What to work on | Write the next part of the piece below about the closing of CBGB, starting right after its final sentence.

Provided passage |

++++++++

CBGB- OMFUG R.I.P.
Last night CBGB's had its final performance. After a two year long battle with the Bowery Residential Association the club buckled- either it had to pay almost $400,000 worth of back rent or leave. I have my own suspicion that 70 yr old owner Hilly Crystal was just plain tired and decided to go to Vegas. After 5 different money raising benefits that included the remaining members of Blondie, The Ramones, Television, Patti Smith, Talking Heads and Johnny Rotten from the sex Pistols, to name a few, the club still lost its shirt.
I am sad to see it go: I am not truly old enough to appreciate Cb's in its heyday, I am just a slight offspring who loved indie rock and found CB's to be one of the few places in the city that would let my friends and I in when I was teenager. CB's always had quite the democratic atmosphere. A mohawked aging punk could be buying a beer for a preppy teenager in a completely innocuous way- that was CB's it was safe. My own personal favorite memory is of going to see the Breeders perform there in 1993. My friends and I somehow edge our way up to the front of the stage. I managed to just go ahead and prop myself to the left of the speaker and Kelly Deal who kept offering my Friend Jill and I cigarettes and sips of her mostly whiskey cocktail. By the end of the show we were literally sitting on the stage and most of the crowd was singing along loudly and with love. Kim deal gave us her play list and told us to be good. Her face was so sweet and glowy compared to the harsh authoritative voice that she carried.

++++++++

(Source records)
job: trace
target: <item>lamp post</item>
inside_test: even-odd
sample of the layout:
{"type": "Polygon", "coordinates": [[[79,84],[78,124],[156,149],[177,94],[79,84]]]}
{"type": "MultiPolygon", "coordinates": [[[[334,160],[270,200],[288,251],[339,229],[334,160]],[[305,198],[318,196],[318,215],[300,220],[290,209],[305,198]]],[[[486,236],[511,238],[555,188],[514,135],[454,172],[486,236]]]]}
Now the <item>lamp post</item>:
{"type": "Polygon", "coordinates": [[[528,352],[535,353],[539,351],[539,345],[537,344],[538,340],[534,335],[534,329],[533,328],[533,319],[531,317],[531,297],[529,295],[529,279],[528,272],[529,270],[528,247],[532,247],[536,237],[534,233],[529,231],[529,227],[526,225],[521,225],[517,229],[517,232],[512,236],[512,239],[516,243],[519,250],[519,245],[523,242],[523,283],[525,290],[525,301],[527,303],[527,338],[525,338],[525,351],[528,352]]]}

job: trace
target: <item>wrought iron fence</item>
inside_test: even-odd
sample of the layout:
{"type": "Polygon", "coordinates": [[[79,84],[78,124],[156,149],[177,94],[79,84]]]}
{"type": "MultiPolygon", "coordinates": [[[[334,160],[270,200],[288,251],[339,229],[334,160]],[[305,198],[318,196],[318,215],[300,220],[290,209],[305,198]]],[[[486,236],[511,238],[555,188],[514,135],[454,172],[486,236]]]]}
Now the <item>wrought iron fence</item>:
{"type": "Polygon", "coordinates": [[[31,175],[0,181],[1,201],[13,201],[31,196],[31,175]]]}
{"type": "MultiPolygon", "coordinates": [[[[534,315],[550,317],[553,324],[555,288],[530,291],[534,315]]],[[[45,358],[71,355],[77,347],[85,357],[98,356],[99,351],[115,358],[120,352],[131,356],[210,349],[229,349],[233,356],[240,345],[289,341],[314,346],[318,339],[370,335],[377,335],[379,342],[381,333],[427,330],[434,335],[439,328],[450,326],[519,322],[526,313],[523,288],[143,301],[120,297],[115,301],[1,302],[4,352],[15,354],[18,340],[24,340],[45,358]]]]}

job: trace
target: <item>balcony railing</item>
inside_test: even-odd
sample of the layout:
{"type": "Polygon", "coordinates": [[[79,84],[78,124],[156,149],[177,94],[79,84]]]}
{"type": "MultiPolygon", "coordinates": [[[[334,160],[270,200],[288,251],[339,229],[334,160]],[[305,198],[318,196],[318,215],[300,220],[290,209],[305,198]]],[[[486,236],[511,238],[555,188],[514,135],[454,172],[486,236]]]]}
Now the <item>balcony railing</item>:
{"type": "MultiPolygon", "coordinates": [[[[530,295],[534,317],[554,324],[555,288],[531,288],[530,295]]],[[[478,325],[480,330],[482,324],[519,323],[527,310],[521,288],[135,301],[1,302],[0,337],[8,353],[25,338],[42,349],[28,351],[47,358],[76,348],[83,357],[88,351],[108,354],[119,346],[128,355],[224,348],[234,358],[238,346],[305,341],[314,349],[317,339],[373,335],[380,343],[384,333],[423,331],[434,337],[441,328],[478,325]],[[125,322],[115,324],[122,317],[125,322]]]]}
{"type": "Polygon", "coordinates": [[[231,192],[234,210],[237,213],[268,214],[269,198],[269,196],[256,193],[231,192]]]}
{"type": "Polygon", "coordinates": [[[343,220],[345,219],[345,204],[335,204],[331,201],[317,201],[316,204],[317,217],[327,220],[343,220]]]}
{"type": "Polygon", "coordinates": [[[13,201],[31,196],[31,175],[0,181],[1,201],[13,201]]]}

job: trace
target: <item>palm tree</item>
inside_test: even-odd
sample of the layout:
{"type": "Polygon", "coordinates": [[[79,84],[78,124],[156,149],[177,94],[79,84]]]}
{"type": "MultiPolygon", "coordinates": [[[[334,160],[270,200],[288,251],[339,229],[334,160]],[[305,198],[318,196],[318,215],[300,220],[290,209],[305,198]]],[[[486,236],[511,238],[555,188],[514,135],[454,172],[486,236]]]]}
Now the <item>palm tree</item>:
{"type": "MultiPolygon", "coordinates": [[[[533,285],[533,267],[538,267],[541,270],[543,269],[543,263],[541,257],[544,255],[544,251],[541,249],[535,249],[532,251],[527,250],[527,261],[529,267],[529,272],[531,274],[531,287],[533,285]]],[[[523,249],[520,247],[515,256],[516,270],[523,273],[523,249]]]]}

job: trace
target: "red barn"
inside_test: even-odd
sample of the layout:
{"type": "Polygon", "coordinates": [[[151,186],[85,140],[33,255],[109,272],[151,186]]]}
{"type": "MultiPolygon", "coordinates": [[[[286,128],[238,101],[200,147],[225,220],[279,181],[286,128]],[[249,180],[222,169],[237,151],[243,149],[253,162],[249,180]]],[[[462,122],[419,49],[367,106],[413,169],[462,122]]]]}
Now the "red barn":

++++++++

Exercise output |
I loved CB's. I loved that Debbie Harry had sex in the bathroom with her guitarist and was caught often by Joey Ramone. I love that people often say that stalagtites grow from the ceiling. (But it really is just grime from years of cleaning neglect) I love that the graffiti and posters are so old that the building was considered landmark status.
Along with CB's, 11 Spring Street is being sold- its another famous graffitti clad building with copious ammounts of urban myth attached to its friezes. 11 Spring street is 200 yrs old. Its facade is so famous that you can go anywhere on the globe and famous installation and graffitti artists will know it. Lou Reed performed a poem about the building on an album for the Danish Band Kashmir. You can read more about it this article.
In place of these two buildings? Condos. It's just another example of the growing prosperity of New York city that washes all the vibrant identity and artistic quirkiness that pervades our city walls. In two decades or so New York will be just another concrete jungle whose sole existence is to house the grunting workers making commodities and in turn buying commodities from giant chain stores with flashing HD screens above them.
If you need further proof read in this Saturday's times about the closing of Coliseum books. In a quote from Fran Leibowits she talks about how midtown use to be for New Yorkers and not a weigh station for Flyover state travelers. I agree. The story talks about 11 mom and pop bookstores that use to host independant books and personalities. They were places for out of work poets to crash and kibbitz. Now in their places: 8th street went from being a harbinger of future literatti to the best street in Manhatten to buy cheap trendy shoes. There was actually a place called bookseller's row- its gone and in its place- high brow boutiques where no one but visiting princesses and actresses can afford the fetal placenta cream and single one note edelweiss perfume they are selling.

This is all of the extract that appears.